• [Your goal]:
Pick out every line in the data below that contains the word "shirt". Case counts.

........

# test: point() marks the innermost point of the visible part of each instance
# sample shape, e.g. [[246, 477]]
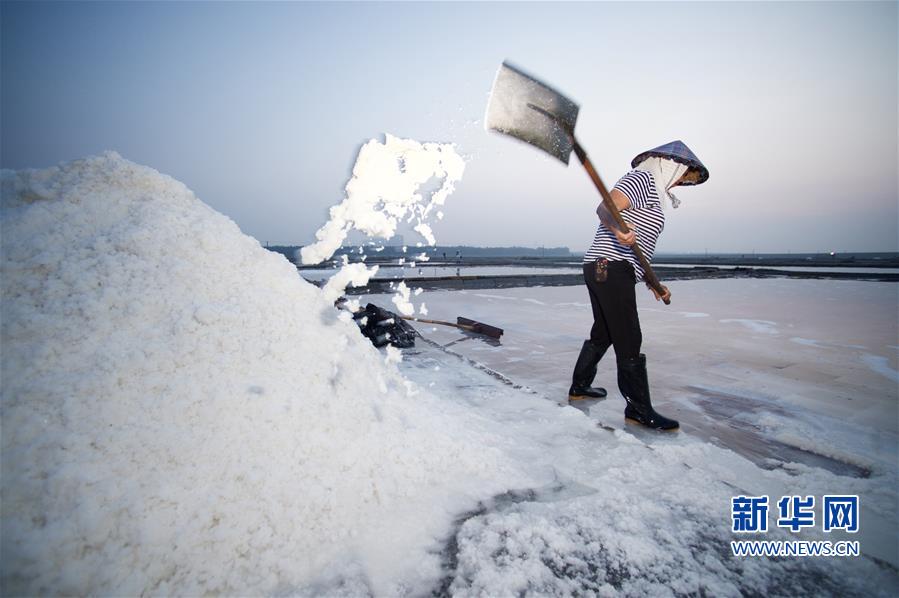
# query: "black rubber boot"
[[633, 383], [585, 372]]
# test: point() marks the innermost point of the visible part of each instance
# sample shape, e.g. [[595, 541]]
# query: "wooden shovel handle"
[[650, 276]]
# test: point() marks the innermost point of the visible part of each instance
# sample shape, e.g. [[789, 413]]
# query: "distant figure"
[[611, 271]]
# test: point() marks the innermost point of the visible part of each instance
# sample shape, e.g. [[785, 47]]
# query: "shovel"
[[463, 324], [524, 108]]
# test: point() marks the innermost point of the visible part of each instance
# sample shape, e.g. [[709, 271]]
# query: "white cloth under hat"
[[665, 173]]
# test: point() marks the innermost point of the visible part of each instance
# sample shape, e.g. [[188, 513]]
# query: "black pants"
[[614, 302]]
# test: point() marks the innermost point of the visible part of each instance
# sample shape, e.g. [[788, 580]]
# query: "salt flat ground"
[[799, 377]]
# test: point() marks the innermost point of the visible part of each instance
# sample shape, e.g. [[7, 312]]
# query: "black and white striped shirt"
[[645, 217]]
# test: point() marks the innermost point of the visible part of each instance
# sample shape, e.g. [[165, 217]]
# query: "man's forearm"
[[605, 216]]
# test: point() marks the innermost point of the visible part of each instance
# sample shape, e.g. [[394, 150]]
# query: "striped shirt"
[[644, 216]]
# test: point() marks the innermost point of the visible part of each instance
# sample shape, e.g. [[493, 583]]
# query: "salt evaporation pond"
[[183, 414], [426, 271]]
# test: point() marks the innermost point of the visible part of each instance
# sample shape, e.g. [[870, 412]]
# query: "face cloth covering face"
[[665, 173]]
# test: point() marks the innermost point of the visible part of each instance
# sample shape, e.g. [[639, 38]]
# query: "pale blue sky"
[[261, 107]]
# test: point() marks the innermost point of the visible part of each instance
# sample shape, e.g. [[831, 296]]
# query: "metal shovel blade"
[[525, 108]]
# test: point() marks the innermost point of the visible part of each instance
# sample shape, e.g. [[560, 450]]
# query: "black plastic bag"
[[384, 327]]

........

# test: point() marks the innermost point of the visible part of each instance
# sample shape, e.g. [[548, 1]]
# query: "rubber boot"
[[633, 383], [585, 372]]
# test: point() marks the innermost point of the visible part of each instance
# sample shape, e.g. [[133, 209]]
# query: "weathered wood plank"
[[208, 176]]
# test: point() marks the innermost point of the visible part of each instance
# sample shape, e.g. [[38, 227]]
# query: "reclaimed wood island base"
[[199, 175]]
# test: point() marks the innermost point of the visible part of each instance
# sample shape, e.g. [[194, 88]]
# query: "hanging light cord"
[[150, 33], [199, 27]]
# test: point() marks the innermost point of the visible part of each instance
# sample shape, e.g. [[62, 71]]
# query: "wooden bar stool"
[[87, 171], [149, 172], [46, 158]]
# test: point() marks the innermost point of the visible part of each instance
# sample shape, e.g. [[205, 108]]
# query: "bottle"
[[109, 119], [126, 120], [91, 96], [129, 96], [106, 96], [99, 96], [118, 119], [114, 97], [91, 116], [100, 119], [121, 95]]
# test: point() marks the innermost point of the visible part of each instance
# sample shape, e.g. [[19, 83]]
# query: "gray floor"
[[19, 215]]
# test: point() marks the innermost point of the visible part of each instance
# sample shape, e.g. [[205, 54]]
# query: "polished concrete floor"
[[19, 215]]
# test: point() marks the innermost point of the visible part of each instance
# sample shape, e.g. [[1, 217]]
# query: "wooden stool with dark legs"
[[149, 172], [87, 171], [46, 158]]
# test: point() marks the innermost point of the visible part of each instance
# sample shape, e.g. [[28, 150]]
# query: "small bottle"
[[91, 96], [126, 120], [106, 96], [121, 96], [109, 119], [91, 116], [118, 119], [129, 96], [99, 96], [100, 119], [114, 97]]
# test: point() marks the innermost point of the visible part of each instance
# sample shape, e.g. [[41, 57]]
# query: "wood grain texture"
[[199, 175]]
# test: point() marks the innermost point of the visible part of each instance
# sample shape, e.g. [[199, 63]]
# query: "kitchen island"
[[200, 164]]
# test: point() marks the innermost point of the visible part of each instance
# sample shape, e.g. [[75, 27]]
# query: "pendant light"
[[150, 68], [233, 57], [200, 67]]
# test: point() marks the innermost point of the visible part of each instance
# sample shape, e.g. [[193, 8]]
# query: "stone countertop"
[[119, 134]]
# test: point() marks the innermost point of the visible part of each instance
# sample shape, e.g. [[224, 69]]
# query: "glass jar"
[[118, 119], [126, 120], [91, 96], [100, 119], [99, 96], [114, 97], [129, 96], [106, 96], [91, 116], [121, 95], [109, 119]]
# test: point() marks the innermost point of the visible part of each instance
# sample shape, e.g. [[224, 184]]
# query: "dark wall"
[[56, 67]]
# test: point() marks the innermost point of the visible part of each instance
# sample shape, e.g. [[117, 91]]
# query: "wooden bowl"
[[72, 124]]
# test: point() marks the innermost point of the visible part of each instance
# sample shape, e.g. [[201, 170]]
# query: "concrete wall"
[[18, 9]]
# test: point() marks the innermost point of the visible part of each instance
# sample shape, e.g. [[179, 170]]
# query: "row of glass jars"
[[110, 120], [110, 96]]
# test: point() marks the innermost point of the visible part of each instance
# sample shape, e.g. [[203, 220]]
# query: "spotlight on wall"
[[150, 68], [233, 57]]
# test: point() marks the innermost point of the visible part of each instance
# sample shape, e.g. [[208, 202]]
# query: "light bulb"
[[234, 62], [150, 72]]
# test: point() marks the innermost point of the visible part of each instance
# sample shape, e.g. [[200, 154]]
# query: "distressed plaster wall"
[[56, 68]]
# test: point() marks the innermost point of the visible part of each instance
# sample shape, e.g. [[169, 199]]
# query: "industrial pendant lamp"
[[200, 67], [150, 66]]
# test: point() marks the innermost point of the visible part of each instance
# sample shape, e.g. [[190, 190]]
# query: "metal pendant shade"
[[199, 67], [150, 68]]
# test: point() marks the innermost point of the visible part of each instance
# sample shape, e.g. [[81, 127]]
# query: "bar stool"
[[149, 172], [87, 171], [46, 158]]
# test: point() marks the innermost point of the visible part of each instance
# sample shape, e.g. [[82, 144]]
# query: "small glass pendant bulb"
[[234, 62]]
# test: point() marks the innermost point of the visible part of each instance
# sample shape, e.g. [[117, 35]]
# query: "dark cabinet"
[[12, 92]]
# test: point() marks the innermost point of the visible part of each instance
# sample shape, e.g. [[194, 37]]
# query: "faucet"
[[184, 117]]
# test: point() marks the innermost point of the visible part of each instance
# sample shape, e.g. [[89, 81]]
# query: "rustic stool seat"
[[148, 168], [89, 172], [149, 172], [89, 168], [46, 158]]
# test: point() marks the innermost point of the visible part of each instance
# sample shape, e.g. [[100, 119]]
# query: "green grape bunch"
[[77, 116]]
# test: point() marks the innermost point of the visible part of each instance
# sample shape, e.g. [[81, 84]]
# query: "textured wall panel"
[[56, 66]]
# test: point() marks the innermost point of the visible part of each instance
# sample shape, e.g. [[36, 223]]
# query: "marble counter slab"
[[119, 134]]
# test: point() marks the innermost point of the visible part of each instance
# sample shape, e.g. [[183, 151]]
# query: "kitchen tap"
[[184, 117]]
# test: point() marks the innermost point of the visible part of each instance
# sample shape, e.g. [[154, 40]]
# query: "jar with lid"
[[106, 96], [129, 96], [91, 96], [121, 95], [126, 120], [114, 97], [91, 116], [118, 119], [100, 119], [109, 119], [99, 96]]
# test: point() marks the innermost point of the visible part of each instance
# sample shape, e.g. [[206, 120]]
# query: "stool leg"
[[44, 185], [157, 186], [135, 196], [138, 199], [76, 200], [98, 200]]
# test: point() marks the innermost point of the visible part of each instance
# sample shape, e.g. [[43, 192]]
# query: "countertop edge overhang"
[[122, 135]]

........

• [Written answer]:
# query: "black and white striped shirt"
# query: "striped shirt"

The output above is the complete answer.